▸ Task to carry out
Copy out the lines of the material that include the string "black".

▸ The records
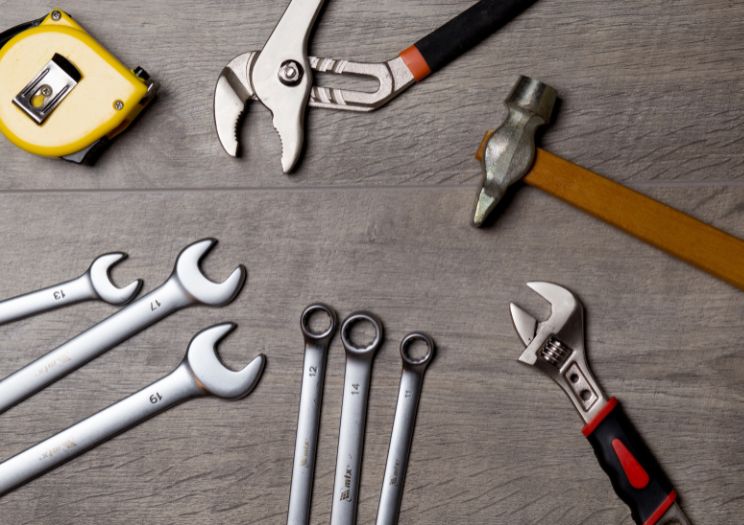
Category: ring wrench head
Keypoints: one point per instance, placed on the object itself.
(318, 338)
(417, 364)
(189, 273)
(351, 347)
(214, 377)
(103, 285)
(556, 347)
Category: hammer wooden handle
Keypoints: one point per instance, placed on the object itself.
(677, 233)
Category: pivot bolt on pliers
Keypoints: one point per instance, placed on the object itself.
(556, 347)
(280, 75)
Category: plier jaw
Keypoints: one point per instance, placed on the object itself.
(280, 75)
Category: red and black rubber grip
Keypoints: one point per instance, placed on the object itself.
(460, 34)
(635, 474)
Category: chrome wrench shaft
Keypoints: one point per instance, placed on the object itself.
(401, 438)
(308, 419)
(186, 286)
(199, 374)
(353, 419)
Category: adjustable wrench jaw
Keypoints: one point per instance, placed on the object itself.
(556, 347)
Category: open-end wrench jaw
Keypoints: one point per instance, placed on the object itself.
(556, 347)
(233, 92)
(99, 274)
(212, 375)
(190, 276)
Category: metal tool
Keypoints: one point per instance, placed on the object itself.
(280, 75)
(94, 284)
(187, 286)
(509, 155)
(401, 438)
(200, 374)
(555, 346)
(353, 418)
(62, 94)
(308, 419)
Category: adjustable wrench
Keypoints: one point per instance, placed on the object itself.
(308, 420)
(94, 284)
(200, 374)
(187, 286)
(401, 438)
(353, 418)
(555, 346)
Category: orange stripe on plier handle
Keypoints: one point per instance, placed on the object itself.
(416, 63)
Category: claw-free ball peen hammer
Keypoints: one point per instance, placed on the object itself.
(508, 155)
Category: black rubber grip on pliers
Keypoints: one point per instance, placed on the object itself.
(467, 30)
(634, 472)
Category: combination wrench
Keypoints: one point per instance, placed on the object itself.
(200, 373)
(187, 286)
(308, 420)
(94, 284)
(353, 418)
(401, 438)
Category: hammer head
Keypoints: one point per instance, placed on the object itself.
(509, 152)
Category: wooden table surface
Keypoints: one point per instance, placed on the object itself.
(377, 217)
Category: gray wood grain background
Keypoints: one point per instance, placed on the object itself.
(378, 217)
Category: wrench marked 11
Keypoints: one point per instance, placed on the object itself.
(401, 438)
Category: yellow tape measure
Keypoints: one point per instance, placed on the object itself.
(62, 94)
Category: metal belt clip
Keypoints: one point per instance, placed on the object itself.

▸ Written solution
Category: red and black rubber grip
Category: black rubber grip on pliers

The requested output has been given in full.